> _WORK TO BE COMPLETED_
Repeat the data below word for word.

> _EXERCISE INPUTS_
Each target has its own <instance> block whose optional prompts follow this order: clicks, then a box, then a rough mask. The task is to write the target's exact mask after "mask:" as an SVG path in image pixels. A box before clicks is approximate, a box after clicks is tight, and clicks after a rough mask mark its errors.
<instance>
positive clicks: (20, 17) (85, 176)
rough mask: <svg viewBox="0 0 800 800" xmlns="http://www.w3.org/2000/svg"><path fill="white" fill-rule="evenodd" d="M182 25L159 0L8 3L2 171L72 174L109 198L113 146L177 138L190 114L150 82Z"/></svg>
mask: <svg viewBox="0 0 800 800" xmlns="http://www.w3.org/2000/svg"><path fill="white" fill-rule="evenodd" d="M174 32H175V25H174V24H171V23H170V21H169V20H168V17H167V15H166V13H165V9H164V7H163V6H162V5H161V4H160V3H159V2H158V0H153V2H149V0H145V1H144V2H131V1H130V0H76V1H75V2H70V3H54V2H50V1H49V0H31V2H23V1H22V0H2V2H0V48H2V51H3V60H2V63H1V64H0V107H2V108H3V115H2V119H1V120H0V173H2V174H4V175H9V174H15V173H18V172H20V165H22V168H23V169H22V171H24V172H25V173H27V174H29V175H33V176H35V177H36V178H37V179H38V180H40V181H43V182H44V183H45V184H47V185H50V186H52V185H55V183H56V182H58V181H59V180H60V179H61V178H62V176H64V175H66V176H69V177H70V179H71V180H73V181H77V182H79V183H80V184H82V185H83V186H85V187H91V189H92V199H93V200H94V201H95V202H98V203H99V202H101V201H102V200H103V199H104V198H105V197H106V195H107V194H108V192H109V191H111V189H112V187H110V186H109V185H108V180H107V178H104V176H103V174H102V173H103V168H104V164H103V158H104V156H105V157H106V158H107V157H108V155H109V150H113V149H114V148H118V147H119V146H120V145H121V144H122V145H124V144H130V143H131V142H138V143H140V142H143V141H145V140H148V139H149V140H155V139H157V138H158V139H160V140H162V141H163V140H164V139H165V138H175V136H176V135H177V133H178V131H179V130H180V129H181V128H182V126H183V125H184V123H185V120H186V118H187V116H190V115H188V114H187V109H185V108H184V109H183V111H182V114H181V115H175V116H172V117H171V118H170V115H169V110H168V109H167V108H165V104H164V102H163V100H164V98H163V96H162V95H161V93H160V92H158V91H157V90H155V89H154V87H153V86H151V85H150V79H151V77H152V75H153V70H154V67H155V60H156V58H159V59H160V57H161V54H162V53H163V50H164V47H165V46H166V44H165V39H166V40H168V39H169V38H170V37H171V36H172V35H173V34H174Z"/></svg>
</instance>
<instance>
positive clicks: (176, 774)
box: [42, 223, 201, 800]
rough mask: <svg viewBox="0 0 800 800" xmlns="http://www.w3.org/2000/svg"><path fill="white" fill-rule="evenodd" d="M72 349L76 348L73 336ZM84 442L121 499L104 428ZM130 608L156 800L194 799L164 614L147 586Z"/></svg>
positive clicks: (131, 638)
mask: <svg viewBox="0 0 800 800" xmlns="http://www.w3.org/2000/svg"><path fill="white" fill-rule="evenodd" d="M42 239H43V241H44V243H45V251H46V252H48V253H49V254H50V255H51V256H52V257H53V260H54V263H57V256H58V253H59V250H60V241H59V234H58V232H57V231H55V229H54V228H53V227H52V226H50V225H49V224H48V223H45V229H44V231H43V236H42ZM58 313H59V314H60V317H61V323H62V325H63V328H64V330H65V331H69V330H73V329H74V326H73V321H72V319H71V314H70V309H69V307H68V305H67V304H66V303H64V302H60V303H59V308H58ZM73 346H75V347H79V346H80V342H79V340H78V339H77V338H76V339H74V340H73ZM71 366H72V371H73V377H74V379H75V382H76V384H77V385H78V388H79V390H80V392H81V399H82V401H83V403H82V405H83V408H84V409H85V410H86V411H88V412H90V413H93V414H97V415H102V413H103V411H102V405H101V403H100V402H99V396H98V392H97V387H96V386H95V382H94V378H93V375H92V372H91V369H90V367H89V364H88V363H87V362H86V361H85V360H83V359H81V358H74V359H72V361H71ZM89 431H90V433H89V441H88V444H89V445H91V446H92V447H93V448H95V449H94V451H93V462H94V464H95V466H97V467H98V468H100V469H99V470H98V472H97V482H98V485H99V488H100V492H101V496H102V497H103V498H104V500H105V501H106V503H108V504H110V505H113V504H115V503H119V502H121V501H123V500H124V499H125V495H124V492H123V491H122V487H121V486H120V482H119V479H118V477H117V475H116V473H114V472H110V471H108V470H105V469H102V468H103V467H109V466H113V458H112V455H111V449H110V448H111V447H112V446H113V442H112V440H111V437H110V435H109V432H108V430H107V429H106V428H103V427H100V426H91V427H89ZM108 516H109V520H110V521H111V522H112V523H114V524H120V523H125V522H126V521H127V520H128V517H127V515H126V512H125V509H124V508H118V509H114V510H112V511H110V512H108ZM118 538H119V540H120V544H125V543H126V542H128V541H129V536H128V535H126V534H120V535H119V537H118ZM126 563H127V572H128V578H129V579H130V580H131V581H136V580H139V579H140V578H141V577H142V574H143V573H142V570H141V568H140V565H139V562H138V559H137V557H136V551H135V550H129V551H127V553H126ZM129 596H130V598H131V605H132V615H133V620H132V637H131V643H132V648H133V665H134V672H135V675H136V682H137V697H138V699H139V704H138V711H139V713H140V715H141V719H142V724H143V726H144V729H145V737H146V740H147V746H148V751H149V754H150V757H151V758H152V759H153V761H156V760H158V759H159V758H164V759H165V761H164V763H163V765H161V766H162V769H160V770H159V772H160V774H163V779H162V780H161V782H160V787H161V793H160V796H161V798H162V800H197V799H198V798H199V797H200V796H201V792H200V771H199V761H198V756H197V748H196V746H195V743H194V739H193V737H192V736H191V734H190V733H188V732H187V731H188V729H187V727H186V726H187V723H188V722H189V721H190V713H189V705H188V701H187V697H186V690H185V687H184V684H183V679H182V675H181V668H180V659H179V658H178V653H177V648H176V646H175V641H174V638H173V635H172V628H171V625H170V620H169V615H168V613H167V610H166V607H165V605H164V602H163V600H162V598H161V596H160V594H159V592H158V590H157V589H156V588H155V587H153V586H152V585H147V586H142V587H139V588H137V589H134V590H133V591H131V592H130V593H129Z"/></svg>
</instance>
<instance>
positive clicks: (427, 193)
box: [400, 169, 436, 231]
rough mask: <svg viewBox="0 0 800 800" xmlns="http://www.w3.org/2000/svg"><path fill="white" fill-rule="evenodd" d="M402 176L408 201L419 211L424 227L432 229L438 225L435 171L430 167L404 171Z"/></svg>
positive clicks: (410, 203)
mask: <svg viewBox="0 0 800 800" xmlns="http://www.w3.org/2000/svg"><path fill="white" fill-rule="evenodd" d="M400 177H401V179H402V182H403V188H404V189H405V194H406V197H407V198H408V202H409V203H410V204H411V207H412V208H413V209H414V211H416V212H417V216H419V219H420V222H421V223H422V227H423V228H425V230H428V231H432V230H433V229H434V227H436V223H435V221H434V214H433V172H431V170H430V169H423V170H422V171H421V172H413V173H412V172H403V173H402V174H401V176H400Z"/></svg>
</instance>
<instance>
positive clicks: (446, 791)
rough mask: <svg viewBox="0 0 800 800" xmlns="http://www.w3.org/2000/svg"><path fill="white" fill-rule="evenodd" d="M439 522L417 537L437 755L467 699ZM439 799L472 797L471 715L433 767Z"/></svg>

> _TASK RESPONSE_
Each target has its own <instance> block whose optional prompts follow this order: clicks, then a box, then a rough mask. The task is to write the target's exact mask after "mask:" as an SVG path in image pixels. A box before clicks is approximate, a box after clicks is tight, and clicks after a rough mask mark its errors.
<instance>
positive clicks: (20, 17) (85, 176)
rough mask: <svg viewBox="0 0 800 800" xmlns="http://www.w3.org/2000/svg"><path fill="white" fill-rule="evenodd" d="M182 25L159 0L8 3L2 171L72 174L109 198L113 146L177 138L190 114L150 82Z"/></svg>
mask: <svg viewBox="0 0 800 800" xmlns="http://www.w3.org/2000/svg"><path fill="white" fill-rule="evenodd" d="M174 32H175V25H174V24H171V23H170V21H169V20H168V17H167V15H166V13H165V9H164V7H163V6H162V5H161V4H160V3H159V2H158V0H153V2H149V0H145V1H144V2H131V1H130V0H76V1H75V2H70V3H54V2H50V1H49V0H31V2H23V1H22V0H2V2H0V48H2V51H3V60H2V63H1V64H0V107H2V108H3V115H2V119H1V120H0V173H2V174H4V175H9V174H15V173H18V172H20V165H22V168H23V169H22V171H24V172H25V173H27V174H29V175H33V176H35V177H36V178H37V179H38V180H40V181H43V182H44V183H45V184H47V185H50V186H52V185H55V183H56V182H58V181H59V180H60V179H61V178H62V176H64V175H66V176H69V177H70V179H71V180H73V181H77V182H79V183H80V184H82V185H83V186H85V187H91V189H92V199H93V200H94V201H95V202H98V203H99V202H101V201H102V200H103V199H104V198H105V197H106V195H107V194H108V192H109V191H111V189H112V187H110V186H109V185H108V180H107V178H104V176H103V174H102V173H103V168H104V164H103V158H104V156H105V157H106V158H107V157H108V155H109V150H113V149H114V148H118V147H119V146H120V145H121V144H122V145H124V144H130V143H131V142H138V143H140V142H143V141H145V140H148V139H149V140H155V139H157V138H158V139H160V140H162V141H163V140H164V139H165V138H175V136H176V135H177V133H178V131H179V130H180V129H181V128H182V126H183V125H184V123H185V120H186V118H187V116H190V115H188V114H187V109H185V108H184V109H183V111H182V114H181V115H175V116H172V117H171V118H170V115H169V110H168V109H167V108H165V104H164V102H163V100H164V98H163V96H162V95H161V93H160V92H158V91H157V90H155V89H154V87H153V86H151V85H150V79H151V77H152V75H153V70H154V67H155V60H156V58H159V59H160V57H161V54H162V53H163V50H164V47H165V46H166V44H165V39H166V40H168V39H169V38H170V37H171V36H172V35H173V34H174Z"/></svg>
</instance>
<instance>
positive clicks: (176, 774)
box: [42, 223, 201, 800]
rough mask: <svg viewBox="0 0 800 800" xmlns="http://www.w3.org/2000/svg"><path fill="white" fill-rule="evenodd" d="M72 349L76 348L73 336ZM84 442L121 499L104 428ZM130 608L156 800L194 799L164 614L147 586Z"/></svg>
positive clicks: (131, 638)
mask: <svg viewBox="0 0 800 800" xmlns="http://www.w3.org/2000/svg"><path fill="white" fill-rule="evenodd" d="M42 239H43V241H44V243H45V251H46V252H48V253H49V254H50V255H51V256H52V257H53V260H54V263H57V256H58V253H59V250H60V241H59V234H58V232H57V231H55V229H54V228H53V227H52V226H50V225H49V224H48V223H45V229H44V231H43V236H42ZM58 313H59V314H60V317H61V323H62V325H63V328H64V330H65V331H69V330H73V329H74V326H73V321H72V319H71V314H70V309H69V307H68V305H67V304H66V303H64V302H60V303H59V308H58ZM73 346H75V347H79V346H80V342H79V340H78V339H77V338H76V339H74V340H73ZM71 366H72V371H73V377H74V379H75V382H76V384H77V385H78V388H79V390H80V392H81V399H82V401H83V403H82V405H83V408H84V409H85V410H86V411H88V412H90V413H93V414H97V415H102V413H103V411H102V405H101V403H100V402H99V396H98V392H97V387H96V386H95V382H94V378H93V375H92V372H91V369H90V367H89V364H88V363H87V362H86V361H85V360H83V359H81V358H74V359H72V361H71ZM89 431H90V433H89V441H88V444H89V445H91V446H92V447H93V448H95V449H94V451H93V462H94V464H95V466H97V467H98V468H100V469H99V470H98V472H97V482H98V485H99V488H100V492H101V496H102V497H103V498H104V500H105V501H106V503H108V504H110V505H113V504H115V503H119V502H121V501H123V500H124V499H125V495H124V492H123V491H122V487H121V486H120V482H119V479H118V477H117V475H116V473H114V472H110V471H108V470H105V469H102V468H103V467H109V466H113V458H112V455H111V449H110V448H111V447H112V446H113V442H112V440H111V437H110V435H109V432H108V430H107V429H106V428H103V427H100V426H91V427H89ZM108 516H109V520H110V521H111V522H112V523H114V524H120V523H125V522H126V521H127V520H128V517H127V515H126V512H125V509H124V508H118V509H114V510H112V511H110V512H108ZM118 538H119V540H120V544H125V543H126V542H128V541H129V536H128V535H126V534H120V535H119V537H118ZM126 563H127V572H128V578H129V579H130V580H131V581H136V580H139V579H140V578H141V577H142V574H143V573H142V570H141V568H140V565H139V562H138V559H137V557H136V551H135V550H129V551H127V553H126ZM129 596H130V598H131V605H132V615H133V620H132V637H131V643H132V648H133V665H134V672H135V675H136V682H137V697H138V699H139V704H138V711H139V713H140V715H141V719H142V724H143V726H144V729H145V737H146V740H147V746H148V751H149V754H150V757H151V758H152V759H153V761H156V760H158V759H159V758H164V759H165V761H164V763H163V765H161V766H162V769H160V770H159V772H160V774H163V779H162V780H161V782H160V787H161V793H160V796H161V798H162V800H197V799H198V798H199V797H200V796H201V792H200V771H199V761H198V756H197V748H196V746H195V743H194V739H193V737H192V736H191V734H190V733H188V732H187V731H188V729H187V727H186V726H187V723H188V722H189V721H190V713H189V705H188V701H187V697H186V690H185V687H184V684H183V679H182V675H181V668H180V659H179V658H178V653H177V648H176V646H175V641H174V638H173V635H172V628H171V625H170V620H169V615H168V613H167V610H166V607H165V605H164V602H163V600H162V598H161V596H160V594H159V592H158V590H157V589H156V588H155V587H153V586H152V585H147V586H142V587H139V588H137V589H134V590H133V591H131V592H130V593H129Z"/></svg>
</instance>
<instance>
positive clicks: (427, 193)
box: [400, 169, 436, 231]
rough mask: <svg viewBox="0 0 800 800" xmlns="http://www.w3.org/2000/svg"><path fill="white" fill-rule="evenodd" d="M402 176L408 201L419 211L424 227L432 229L438 225L435 171L430 167L404 171Z"/></svg>
positive clicks: (410, 203)
mask: <svg viewBox="0 0 800 800" xmlns="http://www.w3.org/2000/svg"><path fill="white" fill-rule="evenodd" d="M400 177H401V179H402V182H403V188H404V189H405V194H406V197H407V198H408V202H409V203H410V204H411V207H412V208H413V209H414V211H416V212H417V216H419V219H420V222H421V223H422V227H423V228H425V230H428V231H432V230H433V229H434V227H436V223H435V221H434V214H433V172H431V170H430V169H423V170H422V171H421V172H413V173H412V172H403V173H402V174H401V176H400Z"/></svg>
</instance>
<instance>
positive clicks: (446, 791)
rough mask: <svg viewBox="0 0 800 800" xmlns="http://www.w3.org/2000/svg"><path fill="white" fill-rule="evenodd" d="M439 522L417 537L437 755L467 699ZM439 799L472 797L471 715L433 767Z"/></svg>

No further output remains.